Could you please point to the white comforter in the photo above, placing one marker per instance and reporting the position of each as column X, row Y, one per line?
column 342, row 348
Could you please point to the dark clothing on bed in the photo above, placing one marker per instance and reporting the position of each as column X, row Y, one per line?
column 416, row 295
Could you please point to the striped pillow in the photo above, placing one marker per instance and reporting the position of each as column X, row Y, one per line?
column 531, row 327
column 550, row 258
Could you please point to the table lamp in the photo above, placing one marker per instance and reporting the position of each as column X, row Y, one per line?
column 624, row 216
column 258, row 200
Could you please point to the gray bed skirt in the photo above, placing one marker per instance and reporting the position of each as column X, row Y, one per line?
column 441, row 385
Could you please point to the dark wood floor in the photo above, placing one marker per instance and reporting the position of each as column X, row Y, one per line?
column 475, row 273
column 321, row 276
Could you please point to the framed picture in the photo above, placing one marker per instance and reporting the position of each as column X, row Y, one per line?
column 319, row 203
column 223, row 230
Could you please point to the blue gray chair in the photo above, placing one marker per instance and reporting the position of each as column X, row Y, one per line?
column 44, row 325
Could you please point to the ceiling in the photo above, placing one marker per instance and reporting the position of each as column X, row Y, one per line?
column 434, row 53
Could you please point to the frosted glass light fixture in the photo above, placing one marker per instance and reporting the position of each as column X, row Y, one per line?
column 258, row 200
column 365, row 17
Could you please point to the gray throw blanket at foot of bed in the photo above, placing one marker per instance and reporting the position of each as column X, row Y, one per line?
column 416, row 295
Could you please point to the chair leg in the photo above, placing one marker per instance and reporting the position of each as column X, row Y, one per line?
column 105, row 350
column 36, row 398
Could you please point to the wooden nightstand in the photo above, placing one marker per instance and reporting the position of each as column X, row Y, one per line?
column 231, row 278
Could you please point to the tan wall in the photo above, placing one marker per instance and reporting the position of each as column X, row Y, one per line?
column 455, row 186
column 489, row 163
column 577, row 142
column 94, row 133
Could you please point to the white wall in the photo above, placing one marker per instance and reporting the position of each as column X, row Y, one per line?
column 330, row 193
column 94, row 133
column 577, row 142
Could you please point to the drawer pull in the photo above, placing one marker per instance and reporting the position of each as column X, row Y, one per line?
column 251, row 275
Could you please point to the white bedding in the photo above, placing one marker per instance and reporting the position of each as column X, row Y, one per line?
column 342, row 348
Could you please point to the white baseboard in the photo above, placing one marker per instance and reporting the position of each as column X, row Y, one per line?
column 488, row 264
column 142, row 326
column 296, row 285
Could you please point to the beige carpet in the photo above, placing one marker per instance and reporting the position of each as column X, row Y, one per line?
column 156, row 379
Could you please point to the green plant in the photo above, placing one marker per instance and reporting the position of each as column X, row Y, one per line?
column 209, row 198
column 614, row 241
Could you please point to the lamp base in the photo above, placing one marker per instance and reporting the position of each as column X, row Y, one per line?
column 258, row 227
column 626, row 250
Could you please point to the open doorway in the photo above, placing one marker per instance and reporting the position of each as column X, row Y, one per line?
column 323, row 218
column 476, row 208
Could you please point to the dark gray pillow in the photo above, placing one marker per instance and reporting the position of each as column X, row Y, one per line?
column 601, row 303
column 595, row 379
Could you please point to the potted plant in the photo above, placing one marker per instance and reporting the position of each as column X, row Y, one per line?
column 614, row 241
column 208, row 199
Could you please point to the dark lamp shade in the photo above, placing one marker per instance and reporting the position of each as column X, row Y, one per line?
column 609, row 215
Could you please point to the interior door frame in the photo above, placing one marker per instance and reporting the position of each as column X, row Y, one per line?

· · ·

Reproduce all of the data above verbatim, from beginning to end.

Could you please point to the white comforter in the photo above, placing one marker per instance and reporting the position of each as column X, row Y, one per line?
column 342, row 348
Could you please point to the dark clothing on bed in the photo above, placing one marker per instance and reporting the position of each as column X, row Y, one per line?
column 416, row 295
Could you please point to the striped pillow in the photo above, placing one marker per instance and reporting the position of each as column X, row Y, one per line?
column 531, row 327
column 550, row 258
Could you please point to the table lamp in the photo above, placing one marker per instance and reporting the position of each as column X, row Y, one per line?
column 624, row 216
column 258, row 200
Could you please point to the gray bed skirt in the photo above, placing one marker per instance and reporting the position of each as column X, row Y, one per line?
column 441, row 385
Could you please point to the dark wood floor in the photo above, placing one marker per instance and reporting the position of each as column X, row Y, one per line?
column 475, row 273
column 321, row 276
Could you please point to the framed picture in the photo above, placing one marker per instance and reporting the position of each as column X, row Y, one per line?
column 319, row 203
column 223, row 230
Could you please point to the blue gray chair in the photo above, placing one marker per instance and reporting the position of each as column X, row Y, one per line?
column 44, row 325
Could you please point to the ceiling in the photo above, placing one marker per instance and reporting the position of each as column X, row Y, one per line?
column 434, row 53
Could you please point to the frosted glass light fixture in the photo above, placing one marker per instance and reporting the position of each as column X, row Y, one per line?
column 258, row 200
column 365, row 17
Could you please point to the gray throw blanket at foot of bed in the photo above, placing one marker per instance and reporting the position of each as column X, row Y, one per line?
column 416, row 295
Could you please point to the chair leg in the photo above, placing one marker per instance and reporting the position of each as column X, row Y, one per line?
column 105, row 350
column 36, row 398
Could you please point to the wooden nightstand in the photo above, placing one marker per instance and reporting the position of each as column X, row Y, one per line?
column 231, row 278
Could you please point to the tan wall in the photo above, placing one marker per instance and reporting the position of each as column X, row Y, one per line?
column 455, row 186
column 489, row 163
column 577, row 142
column 94, row 133
Could you please point to the white wall in the photo above, placing one marker per instance and reporting the position of each as column X, row Y, one per line?
column 330, row 193
column 94, row 133
column 577, row 142
Could you please point to the drawer pull in the photo above, placing one marker per instance and reporting the position of each as column X, row Y, one per line?
column 251, row 275
Could you please point to the white bedding in the photo above, placing one marker per instance and reporting the position of each as column X, row Y, one per line?
column 342, row 348
Could you please point to the white baseboard in the photo above, placing one marker per instance and reporting the position of each as column X, row Y, one per line?
column 488, row 264
column 142, row 326
column 296, row 285
Could you please point to the beige carpet in the photo above, placing one marker per instance and reporting the position of each as column X, row Y, one per line?
column 156, row 379
Could you please point to the green plant in the photo above, placing one marker per instance and reporting the position of each as column X, row Y, one per line?
column 209, row 198
column 614, row 241
Could you please point to the lamp base in the photo above, placing one marker per instance and reporting the position of each as column X, row Y, one per line?
column 258, row 227
column 626, row 250
Could you please point to the open doorway in the photo above, placing one marker per instance and reporting the position of each as column X, row Y, one per line?
column 323, row 218
column 476, row 208
Could you please point to the dark gray pillow in the photo above, placing one marker per instance and reporting the position of each as column X, row Y, one per line?
column 601, row 303
column 595, row 379
Could you please point to the potted plant in the photo above, placing one marker per instance and reporting the position of each as column X, row Y, one per line?
column 614, row 241
column 208, row 199
Could you please point to the dark lamp shade in the photo above, placing one marker per instance and reporting the position of each as column X, row Y, one per line?
column 609, row 215
Could you please point to the interior door frame in the photo above, placing one marker per instance and reporting the position of each as column X, row Y, one per line?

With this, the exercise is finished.